EXERCISE INSTRUCTIONS. Within the data that follows, how many lines carry the string "capitol"? Give the number alone.

(Region pointing data)
>>

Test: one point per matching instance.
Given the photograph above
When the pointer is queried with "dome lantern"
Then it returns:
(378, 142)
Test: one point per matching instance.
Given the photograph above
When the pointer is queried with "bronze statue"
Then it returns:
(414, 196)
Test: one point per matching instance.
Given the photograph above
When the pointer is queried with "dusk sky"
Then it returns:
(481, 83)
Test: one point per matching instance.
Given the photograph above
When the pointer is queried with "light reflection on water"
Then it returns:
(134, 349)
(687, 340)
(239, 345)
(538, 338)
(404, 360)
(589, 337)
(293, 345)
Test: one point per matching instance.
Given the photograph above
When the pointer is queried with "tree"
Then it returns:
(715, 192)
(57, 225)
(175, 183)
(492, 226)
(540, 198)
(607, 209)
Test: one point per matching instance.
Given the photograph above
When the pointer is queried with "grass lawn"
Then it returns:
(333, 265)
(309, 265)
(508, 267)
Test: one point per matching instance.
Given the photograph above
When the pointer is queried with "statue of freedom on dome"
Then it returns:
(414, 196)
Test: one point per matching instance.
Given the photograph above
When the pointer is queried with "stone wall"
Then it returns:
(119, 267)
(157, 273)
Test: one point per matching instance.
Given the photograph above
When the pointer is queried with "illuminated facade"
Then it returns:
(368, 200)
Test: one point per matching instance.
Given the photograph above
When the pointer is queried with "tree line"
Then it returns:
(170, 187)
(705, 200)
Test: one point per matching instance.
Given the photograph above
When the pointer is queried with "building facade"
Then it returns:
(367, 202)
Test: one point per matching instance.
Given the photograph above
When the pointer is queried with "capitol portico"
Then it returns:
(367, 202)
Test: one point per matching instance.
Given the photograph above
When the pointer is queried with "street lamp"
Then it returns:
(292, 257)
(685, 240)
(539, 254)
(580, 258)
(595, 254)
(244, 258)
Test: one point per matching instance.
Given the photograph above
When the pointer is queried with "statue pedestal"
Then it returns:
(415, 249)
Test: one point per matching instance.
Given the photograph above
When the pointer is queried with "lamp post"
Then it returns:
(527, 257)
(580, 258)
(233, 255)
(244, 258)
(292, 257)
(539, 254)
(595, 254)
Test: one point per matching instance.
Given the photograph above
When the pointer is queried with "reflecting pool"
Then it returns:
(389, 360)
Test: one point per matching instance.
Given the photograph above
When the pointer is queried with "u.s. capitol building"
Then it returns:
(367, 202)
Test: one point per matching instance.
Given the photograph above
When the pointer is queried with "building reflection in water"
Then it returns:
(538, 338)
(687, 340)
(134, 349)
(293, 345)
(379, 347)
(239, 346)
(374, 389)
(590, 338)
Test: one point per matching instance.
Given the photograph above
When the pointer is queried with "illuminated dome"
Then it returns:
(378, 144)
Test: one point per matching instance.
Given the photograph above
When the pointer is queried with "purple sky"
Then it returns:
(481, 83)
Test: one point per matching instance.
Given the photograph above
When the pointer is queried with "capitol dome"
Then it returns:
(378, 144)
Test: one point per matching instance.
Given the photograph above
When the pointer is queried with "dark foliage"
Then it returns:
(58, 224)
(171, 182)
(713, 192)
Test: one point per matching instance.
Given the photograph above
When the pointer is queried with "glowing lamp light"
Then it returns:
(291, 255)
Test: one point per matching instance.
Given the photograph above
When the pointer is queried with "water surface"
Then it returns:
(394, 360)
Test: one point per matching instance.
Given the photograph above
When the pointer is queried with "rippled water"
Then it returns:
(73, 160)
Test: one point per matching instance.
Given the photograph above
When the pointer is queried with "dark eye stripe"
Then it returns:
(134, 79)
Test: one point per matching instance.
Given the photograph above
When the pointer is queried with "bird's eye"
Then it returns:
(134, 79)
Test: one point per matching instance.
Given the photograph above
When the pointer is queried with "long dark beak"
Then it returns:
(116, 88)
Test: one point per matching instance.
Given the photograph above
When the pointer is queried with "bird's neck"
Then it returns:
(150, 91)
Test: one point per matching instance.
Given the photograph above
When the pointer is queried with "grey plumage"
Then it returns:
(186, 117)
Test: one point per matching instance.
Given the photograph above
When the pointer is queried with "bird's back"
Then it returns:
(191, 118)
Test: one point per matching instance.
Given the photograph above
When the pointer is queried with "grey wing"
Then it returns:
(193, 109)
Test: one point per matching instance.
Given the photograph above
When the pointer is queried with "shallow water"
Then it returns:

<<

EXERCISE OUTPUT. 3